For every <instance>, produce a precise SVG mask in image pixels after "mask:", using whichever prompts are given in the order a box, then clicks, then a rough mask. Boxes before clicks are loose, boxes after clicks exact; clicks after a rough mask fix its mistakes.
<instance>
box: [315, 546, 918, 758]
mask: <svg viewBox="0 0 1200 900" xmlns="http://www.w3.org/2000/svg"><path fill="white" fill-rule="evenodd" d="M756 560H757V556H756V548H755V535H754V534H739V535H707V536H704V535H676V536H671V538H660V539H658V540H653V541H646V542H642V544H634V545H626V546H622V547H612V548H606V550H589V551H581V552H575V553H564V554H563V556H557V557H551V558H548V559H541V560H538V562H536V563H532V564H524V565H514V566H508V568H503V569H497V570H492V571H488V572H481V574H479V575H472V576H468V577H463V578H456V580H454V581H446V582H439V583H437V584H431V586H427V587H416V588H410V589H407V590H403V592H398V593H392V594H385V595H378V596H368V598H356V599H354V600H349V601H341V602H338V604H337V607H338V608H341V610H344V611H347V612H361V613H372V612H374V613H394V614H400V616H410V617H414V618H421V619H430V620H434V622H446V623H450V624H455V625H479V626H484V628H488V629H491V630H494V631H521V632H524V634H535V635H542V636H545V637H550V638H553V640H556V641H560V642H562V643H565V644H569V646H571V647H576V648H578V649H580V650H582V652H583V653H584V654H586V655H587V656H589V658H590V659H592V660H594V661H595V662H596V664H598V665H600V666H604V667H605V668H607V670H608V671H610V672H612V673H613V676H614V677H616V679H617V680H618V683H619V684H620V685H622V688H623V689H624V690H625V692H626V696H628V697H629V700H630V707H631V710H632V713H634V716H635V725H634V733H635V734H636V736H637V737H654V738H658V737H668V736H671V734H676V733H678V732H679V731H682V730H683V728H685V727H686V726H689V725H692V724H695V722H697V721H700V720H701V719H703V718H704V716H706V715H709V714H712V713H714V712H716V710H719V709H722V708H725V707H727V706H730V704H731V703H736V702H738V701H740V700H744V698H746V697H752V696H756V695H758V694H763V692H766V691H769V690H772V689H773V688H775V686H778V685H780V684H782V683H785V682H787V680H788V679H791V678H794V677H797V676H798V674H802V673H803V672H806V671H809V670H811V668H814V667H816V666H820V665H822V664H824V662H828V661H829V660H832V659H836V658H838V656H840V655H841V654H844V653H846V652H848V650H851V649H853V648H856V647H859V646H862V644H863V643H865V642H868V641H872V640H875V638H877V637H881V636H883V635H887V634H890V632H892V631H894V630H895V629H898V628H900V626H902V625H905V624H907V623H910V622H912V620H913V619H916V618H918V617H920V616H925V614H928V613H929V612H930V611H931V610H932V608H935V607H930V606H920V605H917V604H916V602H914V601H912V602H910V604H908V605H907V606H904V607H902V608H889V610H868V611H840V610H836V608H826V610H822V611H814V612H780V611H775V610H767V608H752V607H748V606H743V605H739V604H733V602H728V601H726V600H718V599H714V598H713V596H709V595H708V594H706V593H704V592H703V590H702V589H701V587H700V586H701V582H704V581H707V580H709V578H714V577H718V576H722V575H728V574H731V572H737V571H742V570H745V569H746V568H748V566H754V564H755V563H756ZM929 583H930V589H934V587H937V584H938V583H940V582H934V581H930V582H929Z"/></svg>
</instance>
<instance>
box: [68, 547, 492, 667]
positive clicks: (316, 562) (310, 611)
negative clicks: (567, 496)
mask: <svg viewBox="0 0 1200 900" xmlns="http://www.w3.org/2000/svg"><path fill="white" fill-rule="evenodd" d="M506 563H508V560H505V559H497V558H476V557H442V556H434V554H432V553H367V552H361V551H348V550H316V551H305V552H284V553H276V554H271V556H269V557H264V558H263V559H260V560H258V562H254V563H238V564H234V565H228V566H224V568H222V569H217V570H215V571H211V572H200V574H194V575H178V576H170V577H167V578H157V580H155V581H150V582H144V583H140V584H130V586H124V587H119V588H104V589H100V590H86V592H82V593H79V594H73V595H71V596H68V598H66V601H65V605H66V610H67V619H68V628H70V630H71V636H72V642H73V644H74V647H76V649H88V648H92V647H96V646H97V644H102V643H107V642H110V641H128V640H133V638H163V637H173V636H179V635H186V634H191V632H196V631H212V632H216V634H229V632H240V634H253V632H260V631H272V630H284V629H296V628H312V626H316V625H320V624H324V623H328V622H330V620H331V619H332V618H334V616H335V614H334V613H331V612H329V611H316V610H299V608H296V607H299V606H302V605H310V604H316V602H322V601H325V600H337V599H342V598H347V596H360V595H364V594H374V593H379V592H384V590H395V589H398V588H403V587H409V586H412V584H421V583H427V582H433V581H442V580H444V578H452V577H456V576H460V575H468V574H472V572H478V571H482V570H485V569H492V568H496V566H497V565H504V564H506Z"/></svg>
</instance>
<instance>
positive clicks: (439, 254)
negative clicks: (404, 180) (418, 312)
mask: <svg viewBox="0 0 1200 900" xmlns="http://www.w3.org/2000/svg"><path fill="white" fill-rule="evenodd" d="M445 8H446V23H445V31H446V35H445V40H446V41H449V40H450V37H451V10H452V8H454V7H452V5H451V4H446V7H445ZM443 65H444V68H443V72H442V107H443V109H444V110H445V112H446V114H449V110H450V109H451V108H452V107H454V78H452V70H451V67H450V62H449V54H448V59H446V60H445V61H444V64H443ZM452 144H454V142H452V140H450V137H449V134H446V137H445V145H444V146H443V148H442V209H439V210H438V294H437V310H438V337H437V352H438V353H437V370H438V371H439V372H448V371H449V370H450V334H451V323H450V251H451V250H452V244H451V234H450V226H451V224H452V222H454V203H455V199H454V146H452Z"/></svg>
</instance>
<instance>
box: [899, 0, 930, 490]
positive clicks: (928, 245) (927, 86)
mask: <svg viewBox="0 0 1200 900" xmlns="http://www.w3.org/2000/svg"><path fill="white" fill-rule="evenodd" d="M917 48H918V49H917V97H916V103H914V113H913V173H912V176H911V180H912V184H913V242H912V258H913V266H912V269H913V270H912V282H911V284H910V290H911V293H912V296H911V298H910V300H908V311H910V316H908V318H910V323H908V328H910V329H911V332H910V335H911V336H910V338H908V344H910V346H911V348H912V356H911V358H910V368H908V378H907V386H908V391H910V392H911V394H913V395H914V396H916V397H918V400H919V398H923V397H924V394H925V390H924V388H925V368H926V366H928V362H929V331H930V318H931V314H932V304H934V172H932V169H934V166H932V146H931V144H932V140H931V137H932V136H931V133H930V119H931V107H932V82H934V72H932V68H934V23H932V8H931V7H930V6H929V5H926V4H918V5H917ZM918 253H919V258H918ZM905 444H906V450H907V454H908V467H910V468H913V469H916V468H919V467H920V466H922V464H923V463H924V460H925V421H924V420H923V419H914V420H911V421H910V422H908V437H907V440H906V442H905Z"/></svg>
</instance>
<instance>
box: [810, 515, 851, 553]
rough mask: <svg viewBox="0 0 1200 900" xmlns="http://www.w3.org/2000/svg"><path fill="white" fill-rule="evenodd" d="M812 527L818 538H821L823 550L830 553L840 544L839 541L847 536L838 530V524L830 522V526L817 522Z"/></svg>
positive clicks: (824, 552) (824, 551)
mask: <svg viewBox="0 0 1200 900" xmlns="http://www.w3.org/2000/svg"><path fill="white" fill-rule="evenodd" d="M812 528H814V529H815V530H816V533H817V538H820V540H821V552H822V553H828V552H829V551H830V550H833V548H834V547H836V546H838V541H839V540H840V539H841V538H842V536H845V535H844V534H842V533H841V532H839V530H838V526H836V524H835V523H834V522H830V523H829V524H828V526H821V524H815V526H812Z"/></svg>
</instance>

▸ Assigned task: Please quote the data above in full, with no line missing.

▸ Answer for the task:
For every <instance>, produce a precise SVG mask in image pixels after "mask:", using whichever prompts are given in the order a box, then clicks, then a rough mask. Boxes before clicks are loose, boxes after clicks exact; clicks after a rough mask fix its mistakes.
<instance>
box: [315, 546, 918, 758]
mask: <svg viewBox="0 0 1200 900" xmlns="http://www.w3.org/2000/svg"><path fill="white" fill-rule="evenodd" d="M756 560H757V556H756V548H755V535H754V534H739V535H707V536H704V535H676V536H671V538H660V539H658V540H653V541H646V542H642V544H634V545H626V546H622V547H612V548H606V550H589V551H581V552H575V553H564V554H563V556H557V557H551V558H548V559H541V560H538V562H536V563H532V564H524V565H514V566H508V568H503V569H497V570H492V571H488V572H481V574H479V575H472V576H468V577H463V578H456V580H454V581H446V582H439V583H437V584H431V586H427V587H416V588H410V589H407V590H403V592H398V593H392V594H385V595H378V596H368V598H356V599H354V600H349V601H341V602H338V604H337V607H338V608H341V610H344V611H347V612H361V613H372V612H374V613H394V614H400V616H410V617H414V618H421V619H430V620H434V622H446V623H450V624H455V625H479V626H484V628H488V629H491V630H494V631H521V632H524V634H535V635H542V636H545V637H550V638H553V640H556V641H560V642H562V643H565V644H569V646H571V647H576V648H578V649H580V650H582V652H583V653H584V654H586V655H587V656H589V658H590V659H592V660H594V661H595V662H596V664H598V665H600V666H604V667H605V668H607V670H608V671H610V672H612V673H613V676H614V677H616V679H617V680H618V683H619V684H620V685H622V688H623V689H624V690H625V692H626V696H628V697H629V700H630V707H631V710H632V713H634V716H635V725H634V733H635V734H636V736H637V737H654V738H658V737H668V736H671V734H676V733H678V732H679V731H682V730H683V728H685V727H686V726H689V725H692V724H695V722H697V721H700V720H701V719H703V718H704V716H706V715H709V714H712V713H714V712H716V710H719V709H722V708H725V707H727V706H730V704H731V703H736V702H738V701H740V700H744V698H746V697H752V696H756V695H758V694H763V692H766V691H769V690H772V689H773V688H775V686H778V685H780V684H782V683H785V682H787V680H788V679H791V678H794V677H797V676H798V674H802V673H803V672H806V671H809V670H811V668H814V667H816V666H820V665H822V664H824V662H828V661H829V660H832V659H836V658H838V656H840V655H841V654H844V653H846V652H848V650H851V649H853V648H856V647H859V646H862V644H863V643H865V642H868V641H872V640H875V638H877V637H881V636H883V635H887V634H890V632H892V631H894V630H895V629H898V628H900V626H902V625H905V624H907V623H910V622H912V620H913V619H916V618H918V617H920V616H925V614H928V613H929V612H930V611H931V610H932V608H935V607H930V606H920V605H917V604H916V602H914V601H912V602H910V604H908V605H907V606H904V607H902V608H889V610H868V611H840V610H836V608H826V610H822V611H814V612H780V611H775V610H767V608H752V607H748V606H743V605H739V604H733V602H728V601H726V600H718V599H714V598H713V596H709V595H708V594H706V593H704V592H703V590H702V589H701V587H700V586H701V582H704V581H707V580H709V578H714V577H718V576H722V575H728V574H731V572H737V571H742V570H745V569H746V568H748V566H754V564H755V563H756ZM929 583H930V589H934V587H937V584H938V583H940V582H934V581H930V582H929Z"/></svg>
</instance>
<instance>
box: [68, 547, 492, 667]
positive clicks: (316, 562) (310, 611)
negative clicks: (567, 496)
mask: <svg viewBox="0 0 1200 900" xmlns="http://www.w3.org/2000/svg"><path fill="white" fill-rule="evenodd" d="M506 563H508V560H505V559H497V558H476V557H442V556H434V554H432V553H367V552H361V551H348V550H316V551H305V552H284V553H276V554H271V556H269V557H264V558H263V559H260V560H258V562H254V563H238V564H234V565H228V566H224V568H222V569H217V570H215V571H211V572H200V574H194V575H178V576H170V577H167V578H157V580H155V581H150V582H144V583H140V584H130V586H124V587H119V588H104V589H100V590H86V592H82V593H79V594H73V595H71V596H68V598H66V601H65V605H66V610H67V619H68V628H70V630H71V636H72V642H73V644H74V647H76V649H88V648H92V647H96V646H97V644H102V643H107V642H110V641H128V640H133V638H163V637H173V636H179V635H186V634H191V632H196V631H212V632H216V634H229V632H240V634H253V632H260V631H272V630H284V629H296V628H312V626H316V625H320V624H324V623H328V622H330V620H331V619H332V618H334V616H335V614H334V613H331V612H329V611H316V610H299V608H296V607H299V606H302V605H310V604H316V602H322V601H325V600H337V599H342V598H347V596H360V595H364V594H374V593H379V592H384V590H395V589H398V588H403V587H409V586H412V584H421V583H427V582H433V581H442V580H444V578H452V577H456V576H460V575H468V574H472V572H478V571H482V570H485V569H492V568H496V566H497V565H504V564H506Z"/></svg>
</instance>
<instance>
positive clicks: (439, 254)
negative clicks: (404, 180) (418, 312)
mask: <svg viewBox="0 0 1200 900" xmlns="http://www.w3.org/2000/svg"><path fill="white" fill-rule="evenodd" d="M445 8H446V23H445V31H446V35H445V40H446V41H449V40H450V37H451V10H452V8H454V7H452V5H451V4H446V7H445ZM443 65H444V68H443V72H442V107H443V109H444V110H445V112H446V114H449V110H450V109H451V108H452V107H454V78H452V70H451V67H450V62H449V54H448V59H446V60H445V61H444V64H443ZM452 144H454V142H452V140H450V137H449V134H446V137H445V145H444V146H443V148H442V209H439V210H438V294H437V310H438V337H437V352H438V353H437V370H438V371H439V372H448V371H449V370H450V334H451V323H450V251H451V250H452V244H451V234H450V226H451V224H452V222H454V203H455V199H454V146H452Z"/></svg>
</instance>
<instance>
box: [899, 0, 930, 490]
positive clicks: (928, 245) (927, 86)
mask: <svg viewBox="0 0 1200 900" xmlns="http://www.w3.org/2000/svg"><path fill="white" fill-rule="evenodd" d="M917 48H918V49H917V97H916V103H914V113H913V173H912V176H911V180H912V184H913V242H912V258H913V266H912V269H913V270H912V282H911V284H910V290H911V293H912V296H911V298H910V300H908V311H910V316H908V318H910V323H908V328H910V329H911V332H910V335H911V336H910V338H908V344H910V346H911V348H912V356H911V358H910V368H908V378H907V386H908V391H910V392H911V394H913V395H914V396H916V397H918V400H919V398H923V397H924V394H925V390H924V388H925V368H926V366H928V362H929V331H930V318H931V314H932V304H934V172H932V169H934V166H932V146H931V144H932V140H931V137H932V136H931V133H930V119H931V107H932V82H934V72H932V68H934V23H932V8H931V7H930V6H929V5H926V4H918V5H917ZM918 253H919V258H918ZM905 444H906V450H907V454H908V467H910V468H913V469H916V468H919V467H920V466H922V464H923V463H924V460H925V421H924V420H923V419H914V420H911V421H910V422H908V437H907V440H906V442H905Z"/></svg>
</instance>
<instance>
box: [810, 515, 851, 553]
rough mask: <svg viewBox="0 0 1200 900" xmlns="http://www.w3.org/2000/svg"><path fill="white" fill-rule="evenodd" d="M812 527L818 538H821L823 550L830 553L840 544L839 541L847 536L838 530V524L830 522V526L817 522Z"/></svg>
positive clicks: (824, 552) (824, 551)
mask: <svg viewBox="0 0 1200 900" xmlns="http://www.w3.org/2000/svg"><path fill="white" fill-rule="evenodd" d="M812 528H814V529H815V530H816V533H817V538H820V540H821V552H822V553H828V552H829V551H830V550H833V548H834V547H836V546H838V541H839V540H840V539H841V538H842V536H845V535H844V534H842V533H841V532H839V530H838V526H836V524H835V523H834V522H830V523H829V524H828V526H821V524H815V526H812Z"/></svg>
</instance>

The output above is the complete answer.